[[ DATA PROVIDED, beginning ]]

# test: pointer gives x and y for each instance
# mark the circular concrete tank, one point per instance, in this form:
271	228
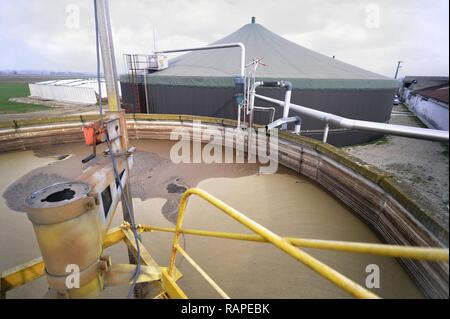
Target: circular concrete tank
371	194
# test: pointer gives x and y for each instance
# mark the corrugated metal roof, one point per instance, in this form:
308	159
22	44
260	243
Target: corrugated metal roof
423	82
439	93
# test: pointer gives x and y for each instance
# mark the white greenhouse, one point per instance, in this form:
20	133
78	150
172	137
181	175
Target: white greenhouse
82	91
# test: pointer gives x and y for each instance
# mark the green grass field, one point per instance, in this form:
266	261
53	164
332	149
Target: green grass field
9	90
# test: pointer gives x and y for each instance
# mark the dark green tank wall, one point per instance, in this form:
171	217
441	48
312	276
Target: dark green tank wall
361	104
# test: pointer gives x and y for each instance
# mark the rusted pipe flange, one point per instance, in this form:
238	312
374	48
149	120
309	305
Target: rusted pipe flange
59	202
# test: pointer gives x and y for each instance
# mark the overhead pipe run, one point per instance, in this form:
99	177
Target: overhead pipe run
283	122
342	122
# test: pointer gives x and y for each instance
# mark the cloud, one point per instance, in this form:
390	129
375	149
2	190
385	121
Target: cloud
370	34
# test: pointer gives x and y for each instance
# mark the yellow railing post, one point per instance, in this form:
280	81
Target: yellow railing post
316	265
176	239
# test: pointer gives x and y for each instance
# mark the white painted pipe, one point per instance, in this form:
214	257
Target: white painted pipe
342	122
108	57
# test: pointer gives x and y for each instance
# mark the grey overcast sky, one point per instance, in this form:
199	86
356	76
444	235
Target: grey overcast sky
59	35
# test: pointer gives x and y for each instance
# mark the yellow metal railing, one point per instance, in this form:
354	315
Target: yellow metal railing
34	269
288	245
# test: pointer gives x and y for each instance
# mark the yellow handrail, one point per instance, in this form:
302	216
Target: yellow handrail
411	252
316	265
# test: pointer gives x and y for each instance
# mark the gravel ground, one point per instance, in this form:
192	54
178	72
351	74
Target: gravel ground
422	166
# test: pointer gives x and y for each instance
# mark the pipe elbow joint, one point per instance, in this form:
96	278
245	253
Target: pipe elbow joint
287	85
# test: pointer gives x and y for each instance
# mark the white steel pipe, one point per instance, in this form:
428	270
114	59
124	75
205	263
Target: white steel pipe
342	122
108	58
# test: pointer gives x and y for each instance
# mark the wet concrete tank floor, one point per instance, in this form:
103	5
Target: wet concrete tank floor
286	203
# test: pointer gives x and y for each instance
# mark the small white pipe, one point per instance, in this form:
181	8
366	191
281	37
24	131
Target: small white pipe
342	122
325	133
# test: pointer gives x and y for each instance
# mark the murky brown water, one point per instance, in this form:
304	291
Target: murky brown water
288	204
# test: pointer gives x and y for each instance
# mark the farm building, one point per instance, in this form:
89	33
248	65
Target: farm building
202	83
427	97
82	91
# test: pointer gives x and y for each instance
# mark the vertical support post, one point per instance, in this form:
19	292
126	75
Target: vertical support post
112	88
108	57
325	133
146	92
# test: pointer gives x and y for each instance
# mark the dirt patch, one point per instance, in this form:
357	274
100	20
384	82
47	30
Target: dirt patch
153	174
421	166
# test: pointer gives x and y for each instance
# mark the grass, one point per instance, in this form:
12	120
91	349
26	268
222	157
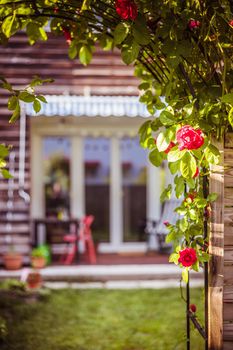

[[ DATA PROVIDED, end ]]

EXERCISE DETAILS:
The entries above, every one of them, should be retyped exactly, with no pictures carried over.

RESPONSE AREA:
# test: pointer gives x and y for each instance
# mark the circular concrete tank, one point per instance, in this form:
271	228
Target: circular concrete tank
371	194
# test: pointer gives x and y for each instance
# mark the corrugated metal roof, one point per instance, in this form:
308	159
22	44
260	243
Target: corrugated metal roof
423	82
439	93
# test: pointer gives x and y for each instance
# mark the white greenhouse, one point per instance, in this form:
20	133
78	150
172	137
181	175
Target: white greenhouse
82	91
# test: pointer gives x and y for each instance
# mark the green grass field, one point per instance, in this form:
266	261
53	164
332	149
Target: green grass field
9	90
# test: pointer gives x and y for each instance
# mark the dark green tank wall, one point per instance, in this form:
171	217
441	48
312	276
Target: dark green tank wall
361	104
# test: pointer gives x and y for each instance
# mark the rusted pipe flange, one point per instance, in this form:
238	312
374	48
149	120
309	305
Target: rusted pipe flange
59	202
# test: pointer gives x and y for each instance
# mark the overhead pipe run, one point per instance, in this form:
99	177
Target: overhead pipe run
283	122
342	122
# test: pointer gives x and y for each instance
# mark the cloud, one point per instance, in this form:
390	129
375	149
2	190
385	121
Target: cloud
370	34
# test: pointer gives x and y for each instance
# mark the yellow railing post, one point per instance, in this form:
280	81
Target: yellow railing post
316	265
176	239
# test: pointer gives x and y for each instance
# mark the white painted pipe, one point per instance, in this form:
214	257
Target: white painted pipe
342	122
108	57
# test: pointer gives x and y for each instance
# mark the grey overcast sky, one point per instance, in this form:
199	86
356	76
444	235
Target: grey overcast sky
59	35
# test: pointer gives x and y for each instance
# mark the yellow metal railing, one point per instance, in this form:
354	315
Target: yellow metal railing
34	269
288	245
# test: pointer gives x and y for each instance
# mark the yellow handrail, one point per instance, in this form:
302	216
Target: yellow handrail
411	252
316	265
# test: pointer gives x and y for each instance
# mark the gravel ground, one point per instance, in this form:
192	54
178	72
351	74
Target: gravel ground
422	166
# test: pointer gives x and y for each instance
# mark the pipe elbow joint, one point per instance, in this form:
96	278
245	253
Target: pipe elbow joint
287	85
# test: pointer gives x and y for each instance
# mark the white steel pipe, one point per instance, in this form:
428	270
114	59
124	75
205	263
Target: white steel pipe
342	122
108	58
# test: pointer gives x and y for each instance
# mark the wet concrete tank floor, one point per instance, in this form:
103	5
Target: wet concrete tank floor
286	203
# test: pointer gives x and y for each instance
# mark the small white pipe, one point per instance, in this form:
181	8
366	191
281	37
24	131
Target: small white pipe
342	122
325	133
# test: pointer gives x and y for each instance
# mark the murky brown water, one point per instance, in this form:
304	291
Target: murky brown water
288	204
# test: pointer gives x and y for each instance
# mark the farm building, one point per instance, in this form:
89	33
248	65
Target: farm building
202	83
427	97
82	91
# test: pointer gives x and y for each instance
# mark the vertical support post, one point per instance, in this form:
19	292
126	75
Target: vertical support post
112	88
108	57
325	133
146	92
# test: pointer gives x and y for each instance
# mark the dirt patch, one point per instance, in this form:
357	274
100	20
384	82
47	30
Target: dirt patch
153	174
421	166
# test: pointer gives x and y for each instance
# mark the grass, one point per instance, in this form:
12	120
91	349
26	268
222	157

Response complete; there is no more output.